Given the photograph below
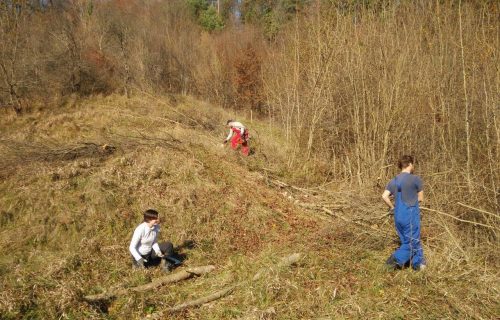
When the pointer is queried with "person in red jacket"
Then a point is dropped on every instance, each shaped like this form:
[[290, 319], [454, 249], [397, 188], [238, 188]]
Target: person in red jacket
[[238, 135]]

----------

- [What to produce]:
Retype exactly, and only, the lines from the line holding "[[290, 319], [454, 249], [397, 188], [238, 188]]" through the last line of the data; both of those lines count.

- [Finished task]:
[[290, 319], [454, 249], [397, 188], [238, 188]]
Target: person in red jacket
[[238, 135]]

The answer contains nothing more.